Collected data
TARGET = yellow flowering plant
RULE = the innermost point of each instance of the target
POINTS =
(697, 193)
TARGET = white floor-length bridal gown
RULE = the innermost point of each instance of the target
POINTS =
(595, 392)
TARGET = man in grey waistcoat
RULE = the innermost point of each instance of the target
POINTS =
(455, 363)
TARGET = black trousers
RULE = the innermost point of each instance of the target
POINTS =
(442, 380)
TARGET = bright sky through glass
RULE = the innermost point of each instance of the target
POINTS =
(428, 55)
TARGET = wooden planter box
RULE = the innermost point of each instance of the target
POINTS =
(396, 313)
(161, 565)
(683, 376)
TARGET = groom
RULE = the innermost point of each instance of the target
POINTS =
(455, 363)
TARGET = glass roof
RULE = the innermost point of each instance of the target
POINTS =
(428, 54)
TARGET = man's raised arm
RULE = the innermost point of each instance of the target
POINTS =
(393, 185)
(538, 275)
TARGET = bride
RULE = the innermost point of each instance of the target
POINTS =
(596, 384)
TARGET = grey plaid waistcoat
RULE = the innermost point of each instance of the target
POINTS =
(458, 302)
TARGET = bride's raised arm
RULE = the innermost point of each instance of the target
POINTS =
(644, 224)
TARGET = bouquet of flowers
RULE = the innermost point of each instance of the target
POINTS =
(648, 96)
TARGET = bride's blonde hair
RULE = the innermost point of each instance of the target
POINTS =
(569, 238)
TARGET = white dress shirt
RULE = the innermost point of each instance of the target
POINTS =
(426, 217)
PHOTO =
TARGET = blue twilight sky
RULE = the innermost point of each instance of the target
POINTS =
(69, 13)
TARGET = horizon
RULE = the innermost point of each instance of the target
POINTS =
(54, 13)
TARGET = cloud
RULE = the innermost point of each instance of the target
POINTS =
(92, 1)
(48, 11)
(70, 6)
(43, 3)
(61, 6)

## Stated goal
Exactly as shown above, return every record.

## Written solution
TARGET = yellow flowering plant
RULE = the innermost point of each instance of the target
POINTS =
(697, 193)
TARGET = white floor-length bridal gown
RULE = the innermost point of each instance of the target
POINTS =
(595, 392)
TARGET = man in grey waistcoat
RULE = the innermost point of each instance of the target
POINTS =
(455, 363)
TARGET = black trousers
RULE = the innermost point of each instance of the target
POINTS =
(442, 380)
TARGET = bright sky through glass
RULE = the innermost point of each instance of the target
POINTS =
(428, 55)
TARGET = wooden planter box
RULE = the innermost point of each instance of the target
POINTS =
(396, 313)
(161, 565)
(683, 376)
TARGET = groom
RULE = the innermost point of each instance of the target
POINTS =
(455, 363)
TARGET = glass roof
RULE = the innermost point of each instance of the target
POINTS =
(428, 54)
TARGET = man's raised arm
RULE = the innermost point of each instance of the target
POINTS =
(393, 185)
(538, 275)
TARGET = bride
RULE = the innermost point of each instance of the target
POINTS =
(596, 384)
TARGET = grey plaid waistcoat
RULE = the innermost point of each instance of the target
POINTS =
(458, 302)
TARGET = bride's raised arm
RULE = the innermost point of each instance of the target
POINTS =
(644, 224)
TARGET = bouquet of flowers
RULE = the innermost point of each instance of the target
POINTS =
(648, 96)
TARGET = bride's blonde hair
RULE = the innermost point of each instance of the target
POINTS =
(569, 238)
TARGET = white dress shirt
RULE = the innermost point of each instance of the target
POINTS =
(426, 217)
PHOTO =
TARGET = blue twilight sky
RULE = the innermost point of each instance of the target
POINTS =
(69, 13)
TARGET = horizon
RULE = the innermost point of each instance of the target
POINTS =
(54, 13)
TARGET = cloud
RULE = the innermost point of each instance of the target
POINTS =
(92, 1)
(48, 11)
(70, 6)
(43, 3)
(61, 6)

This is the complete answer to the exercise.